ASSIGNED TASK
Please answer from the passage on Harrison's time at New Worlds: what pseudonym did he often use as a reviewer for the magazine?

EXTRACT PROVIDED
From 1968 to 1975 he was literary editor of the New Wave science fiction magazine New Worlds, regularly contributing criticism. He was important to the New Wave style which also included writers such as Norman Spinrad, Barrington Bayley, Langdon Jones and Thomas M. Disch. As a reviewer for New Worlds he often used the pseudonym "Joyce Churchill" and was critical of many works and writers published using the rubric of science fiction. One of his critical pieces, "By Tennyson Out of Disney" was initially written for Sword and Sorcery Magazine, a publication planned by Kenneth Bulmer but which was never published; the piece was printed in New Worlds 2.

Amongst his works of that period are three stories utilising the Jerry Cornelius character invented by Michael Moorcock. These stories do not appear in any of Harrison's own collections but do appear in the Nature of the Catastrophe and New Nature of the Catastrophe. Other early stories published from 1966 were featured in anthologies such as New Writings in SF, edited by John Carnell, and in magazines such as Transatlantic Review, The Magazine of Fantasy & Science Fiction, New Worlds, and Quark.

DATA
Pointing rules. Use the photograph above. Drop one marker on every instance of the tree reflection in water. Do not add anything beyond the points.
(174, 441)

RESULT OF THE TASK
Joyce Churchill